• Written request
Copy the data below word for word, from the line containing "I would be grateful for your help with the smoldering" through the line containing "point(57, 370)", including both of those lines.

** Begin Raw records **

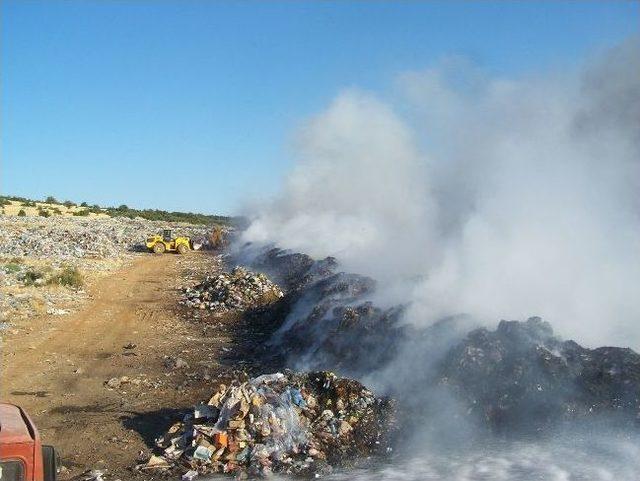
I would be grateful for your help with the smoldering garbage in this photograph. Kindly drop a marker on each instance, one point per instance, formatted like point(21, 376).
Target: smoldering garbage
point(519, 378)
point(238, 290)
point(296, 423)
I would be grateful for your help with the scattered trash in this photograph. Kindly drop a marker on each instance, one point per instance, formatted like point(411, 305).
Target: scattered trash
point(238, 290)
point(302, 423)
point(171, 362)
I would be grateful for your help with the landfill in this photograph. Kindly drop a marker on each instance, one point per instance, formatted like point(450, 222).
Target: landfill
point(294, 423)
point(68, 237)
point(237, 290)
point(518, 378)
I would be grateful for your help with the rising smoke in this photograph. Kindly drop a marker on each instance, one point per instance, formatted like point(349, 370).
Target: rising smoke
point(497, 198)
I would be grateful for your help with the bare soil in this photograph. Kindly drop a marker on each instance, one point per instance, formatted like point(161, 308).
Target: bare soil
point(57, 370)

** End Raw records **
** Begin Raw records **

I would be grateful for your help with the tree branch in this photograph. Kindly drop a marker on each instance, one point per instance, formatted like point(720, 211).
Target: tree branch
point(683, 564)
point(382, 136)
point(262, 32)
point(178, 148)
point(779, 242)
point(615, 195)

** End Raw records **
** Begin Raw records **

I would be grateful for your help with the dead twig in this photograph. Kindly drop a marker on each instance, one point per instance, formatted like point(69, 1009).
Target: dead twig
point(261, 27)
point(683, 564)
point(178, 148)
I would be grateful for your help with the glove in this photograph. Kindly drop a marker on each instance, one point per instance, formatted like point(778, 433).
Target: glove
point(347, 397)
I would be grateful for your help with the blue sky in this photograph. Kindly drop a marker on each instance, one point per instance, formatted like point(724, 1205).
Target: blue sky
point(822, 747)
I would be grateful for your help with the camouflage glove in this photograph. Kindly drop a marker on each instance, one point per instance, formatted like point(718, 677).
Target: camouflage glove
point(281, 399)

** End Raw records **

• Exercise response
I would be grateful for your help with the smoldering garbage in this photograph. Kindly drop a marker on each instance, one point per instance, formatted like point(21, 376).
Target: smoldering garbage
point(519, 378)
point(238, 290)
point(296, 423)
I would be grateful for your help with the scattered trash in this photograph. Kindly drop a marker on each instance, one point per instance, formatted like point(411, 305).
Target: scattered trash
point(238, 290)
point(302, 423)
point(171, 362)
I would be grateful for your help with the landfill in this photograph. Kindly drop a marker on each instance, one point per instance, formatted like point(450, 222).
Target: landfill
point(294, 423)
point(68, 237)
point(237, 290)
point(518, 378)
I would be grateful for your help with the rising smoke in this photograph. Kindly drop a marker on each instance, one point per instance, formatted like point(349, 370).
Target: rising smoke
point(497, 198)
I would be grateful for your help with the bare soil in this photograph. Kindly drop a marker on each instance, one point per instance, formatted like point(161, 308).
Target: bare soil
point(57, 370)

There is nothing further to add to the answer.